# 設問 A:
ゴミ屋敷についての随筆では、筆者の母がリラックスした表情をするようになったのは、一家がどこに転居してからですか。
# 設問 B:
ゴミ屋敷についての随筆を、最後の文の後から書き継いでください。

# 抜粋:

* * * *

本noteはアトリエスタッフ Mちゃんによる随筆の再掲です。

随筆18

Oct 9, 2021 by M
ネットサーフィンの最中、凄まじく骨太なルポを読んだ。
ゴミ屋敷清掃の現場の密着取材だ。
https://president.jp/articles/-/40222?page=1
※リンク先 汚物・虫注意

事故物件から住居者の居る空間まで、業者はあらゆるゴミ屋敷を清掃する。
想像を絶する過酷な現場に、画面越しに見守るだけの私すらも息を呑んだ。筆者の言葉を借りるならば、『なぜ彼らは“安らげない家“に住んでいるだろうか』(#2より引用)
自宅というのはプライベートな空間で、誰にとっても多かれ少なかれ心の休まる空間である、ことが一般的だと考える。

家庭環境によっては家が心を追い詰める場合があることも重々承知している。
私の母は、義母ーーー私から見た父方の祖母だーーーと同居し始めるようになってから、すっかり家の中での表情が暗くなった。故人の悪口は宜しくない主義なので詳細は割愛するが、母が暗くなったのは祖母が原因であることは、当時小学生だった私から見ても明らかだった。
義母と喧嘩別れをして一家でアパートに転居してからは、母は「ここが私たちの家だ」とばかりにリラックスした表情をするようになった。

「いじわるばあさん」のような義母……もとい祖母は数年前に他界したが、訃報が飛び込んできた際に母が葬式の準備を手伝っていたことに驚いた。
時間の経過や大人としての立場などの要因が母をそうさせたことは理解しているが、それでも複雑な思いを抱えていただろう事は想像に難くない。
家に帰れば安心できる状況は、この時の母を大いに救ったのではないかと思う。

さて、話を戻してゴミ屋敷ルポの感想を述べたい。
驚くべきことに、ゴミ屋敷の住人はゴミを処分されることを酷く拒むらしい。
コレクターズグッズや洋服のような宝物たりうるものだけでなく、チラシ1枚、尿の染みた毛布ですら「捨てられたくないもの」にカテゴライズされるらしい。
私には理解できないが、どんなに汚い空間でも、それが自分の落ち着く場所である人というのは居るらしい。

ルポによると、価値のない物も捨てることに著しい苦痛を感じてしまう「ためこみ症」という病気があるそうだ。
物を捨てたがらないことを一概に悪とは言えないが、住んでいて病気になったり、公害のような家になるような状況ならば、その住居は「安心できる家」としては欠陥があると言って差し支えないのではなかろうか。

* * * *

検出アノテーション記録

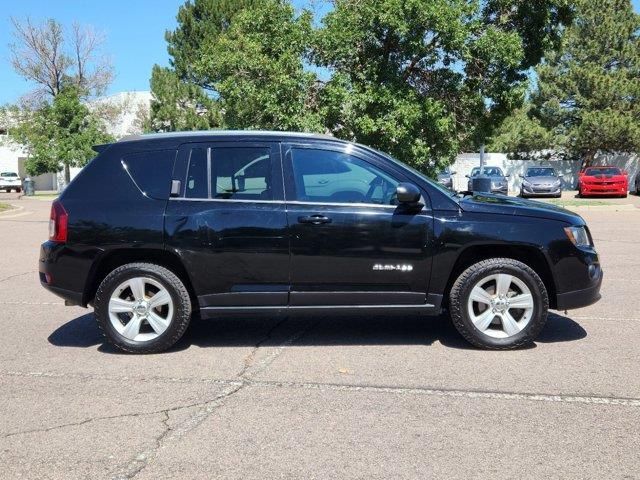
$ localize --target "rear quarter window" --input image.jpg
[122,150,176,200]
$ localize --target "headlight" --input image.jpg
[564,227,592,247]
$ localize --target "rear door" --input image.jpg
[283,143,433,306]
[165,142,289,308]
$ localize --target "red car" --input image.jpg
[578,166,629,197]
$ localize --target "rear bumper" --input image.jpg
[38,241,90,306]
[556,267,603,310]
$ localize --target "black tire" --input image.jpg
[94,263,191,353]
[449,258,549,350]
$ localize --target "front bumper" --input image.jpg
[521,186,562,197]
[580,184,628,196]
[556,269,603,310]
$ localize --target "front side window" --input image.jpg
[291,148,400,205]
[471,167,504,177]
[211,147,273,200]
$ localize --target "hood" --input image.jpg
[524,176,560,185]
[460,193,584,225]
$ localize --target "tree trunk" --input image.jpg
[64,163,71,187]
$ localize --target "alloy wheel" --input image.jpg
[108,277,174,342]
[467,273,534,338]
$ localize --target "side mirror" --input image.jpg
[396,183,420,205]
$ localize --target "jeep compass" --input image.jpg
[39,131,602,353]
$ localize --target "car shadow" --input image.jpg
[48,312,587,353]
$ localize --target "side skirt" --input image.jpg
[200,303,440,318]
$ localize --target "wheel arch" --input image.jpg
[443,244,557,308]
[82,248,198,309]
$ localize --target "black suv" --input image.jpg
[40,131,602,352]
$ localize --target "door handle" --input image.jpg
[298,214,331,225]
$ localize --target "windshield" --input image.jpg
[525,168,556,177]
[471,167,504,177]
[584,167,622,177]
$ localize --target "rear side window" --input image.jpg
[122,150,176,200]
[211,147,273,200]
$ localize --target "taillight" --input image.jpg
[49,200,69,243]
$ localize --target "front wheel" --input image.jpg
[94,263,191,353]
[449,258,549,350]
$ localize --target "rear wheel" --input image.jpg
[449,258,549,350]
[95,263,191,353]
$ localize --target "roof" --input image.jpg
[118,130,344,143]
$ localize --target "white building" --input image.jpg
[0,91,151,190]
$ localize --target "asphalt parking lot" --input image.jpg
[0,193,640,479]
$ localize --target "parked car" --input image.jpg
[520,167,562,198]
[39,131,602,353]
[438,167,456,190]
[578,166,629,197]
[467,167,509,195]
[0,172,22,193]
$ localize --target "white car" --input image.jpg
[0,172,22,193]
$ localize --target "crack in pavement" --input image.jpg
[111,317,317,480]
[250,380,640,407]
[0,270,38,282]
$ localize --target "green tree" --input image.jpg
[314,0,570,173]
[143,65,222,132]
[150,0,323,131]
[9,87,113,183]
[497,0,640,166]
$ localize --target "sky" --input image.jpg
[0,0,640,105]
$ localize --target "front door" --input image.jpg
[165,142,289,309]
[283,143,433,306]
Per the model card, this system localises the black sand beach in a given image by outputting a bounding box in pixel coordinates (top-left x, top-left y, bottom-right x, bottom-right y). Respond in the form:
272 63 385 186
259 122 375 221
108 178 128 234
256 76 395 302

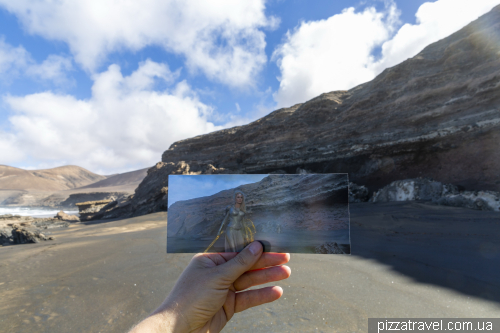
0 202 500 332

* * * *

# 解答 A:
アパートに転居してからです。

# 解答 B:
幸いなことに私の家も実家もためこみ症の様子はないが、いつ誰がこれを発症するかはわかったものではない。
いつか身近にためこみ症で苦しむ人が現れたら、「捨てることが苦痛である」という感覚に寄り添いながら、健康に暮らせる空間作りに手を差し伸べられるようになりたい。
そして、私が死ぬまでに訪れるであろう両親の遺品整理の際も、両親を想いながら自分の手で遺品整理を行おう。

最後に余談だが、掃除漫画だと思って購入したら汚部屋を称賛する漫画だった話を少々。
やや辛口なコメントとなるため作品名は伏せるが、所謂汚部屋(汚部屋の場合は定義がやや広く、必ずしもゴミ部屋であるわけではない)を片付けず「ありのまま」の自分を受け入れよう、という斬新な人情物の作品だった。

漫画としては面白かったが、これは美談のようで美談でない。
多少散らかっていた方が暮らしやすいという感覚はまだしも、健康被害が考えられる空間は直ちに掃除を行うべきだ。
ゴミ部屋を愛でる価値観も多様性のあり方だとは思うが、片付けようという意志はためこみ症からの脱却として一番良いきっかけで、尊重されるべきものなのではないだろうか。
きっかけがどうあれ、変化のためにアクションを取った依頼者に現状維持を勧めるやり方は、私には受け入れづらかった。

「安らげる家」の定義が様々であることは冒頭のルポからも汲み取れるが、私は自分の死後に遺族を困らせるような家にはしたくない。
これからも、私はそこそこ綺麗な家で居心地良く暮らしていきたい。

……というわけで、居心地良い暮らしのおともに-Kaninchen-の生活雑貨はいかがでしょか。
はい、宣伝でございます。

ただいま日中につき、お祈りは追って行います。
それでは。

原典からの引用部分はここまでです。